::: Metin Bölümü :::
Eğer kulağa aptalca bir soru gibi geliyorsa, bunu yanıtlamaya çalışın. Metin, anlaması kolay olduğu için nettir. Çünkü basittir. Çünkü nettir.

“Açık ve net”, “kolay anlaşılır” ve “basit”, eş anlamlı kelimelerdir. Eş anlamlı kelimeler arasında farklar varken, içerikleri yoktur. Bu nedenle, yine kendi sübjektif takdirinizle baş başa kalırsınız. Ama sizin net olduğunu düşündüğünüz şey, başka biri için net olmayabilir. Nete tıpkı bir matematik formülü gibi, objektif bir tanım vermemizin nedeni budur. Netliği başarmak için (örneğin, herkesin net olduğunda hemfikir olabilmeniz için) üç şey yapmanız gerekir:

1. Kilit öneme sahip olana vurgu yapmak.
2. İkinci öneme sahip olanı da vurgulamak.
3. Önemi olmayanı ortadan kaldırmak.
:::
## Alıştırma Gereksinimleri
A. Netlik konulu metni "Eğer kulağa aptalca" sözlerinden başlayıp "olanı da vurgulamak." sözlerine kadar, bu sözler de dahil, aynen aktarın.
B. Netlik konulu metne göre netliğe neden bir matematik formülü gibi objektif bir tanım veriliyor? Bir ile üç cümle arasında açıklayın.
::: Verilen Bilgiler :::
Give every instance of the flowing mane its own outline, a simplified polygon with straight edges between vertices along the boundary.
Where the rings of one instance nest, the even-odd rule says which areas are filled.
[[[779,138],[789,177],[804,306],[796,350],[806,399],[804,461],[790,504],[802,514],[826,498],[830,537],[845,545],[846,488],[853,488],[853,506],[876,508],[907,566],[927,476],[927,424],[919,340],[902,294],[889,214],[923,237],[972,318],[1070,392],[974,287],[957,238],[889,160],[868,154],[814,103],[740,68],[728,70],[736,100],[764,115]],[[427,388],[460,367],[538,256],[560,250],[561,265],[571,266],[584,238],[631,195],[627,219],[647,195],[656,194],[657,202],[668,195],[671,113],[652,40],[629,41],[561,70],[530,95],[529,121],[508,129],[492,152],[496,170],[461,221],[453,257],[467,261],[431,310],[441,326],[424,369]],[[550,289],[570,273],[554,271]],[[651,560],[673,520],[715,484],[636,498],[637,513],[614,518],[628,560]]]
:::
## Yanıt Seti
A.
Eğer kulağa aptalca bir soru gibi geliyorsa, bunu yanıtlamaya çalışın. Metin, anlaması kolay olduğu için nettir. Çünkü basittir. Çünkü nettir.

“Açık ve net”, “kolay anlaşılır” ve “basit”, eş anlamlı kelimelerdir. Eş anlamlı kelimeler arasında farklar varken, içerikleri yoktur. Bu nedenle, yine kendi sübjektif takdirinizle baş başa kalırsınız. Ama sizin net olduğunu düşündüğünüz şey, başka biri için net olmayabilir. Nete tıpkı bir matematik formülü gibi, objektif bir tanım vermemizin nedeni budur. Netliği başarmak için (örneğin, herkesin net olduğunda hemfikir olabilmeniz için) üç şey yapmanız gerekir:

1. Kilit öneme sahip olana vurgu yapmak.
2. İkinci öneme sahip olanı da vurgulamak.

B. "Açık ve net", "kolay anlaşılır" ve "basit" gibi eş anlamlı kelimeler insanı kendi sübjektif takdiriyle baş başa bırakır. Oysa birinin net olduğunu düşündüğü şey başka biri için net olmayabilir. Netliğe objektif bir tanım verilmesinin nedeni budur.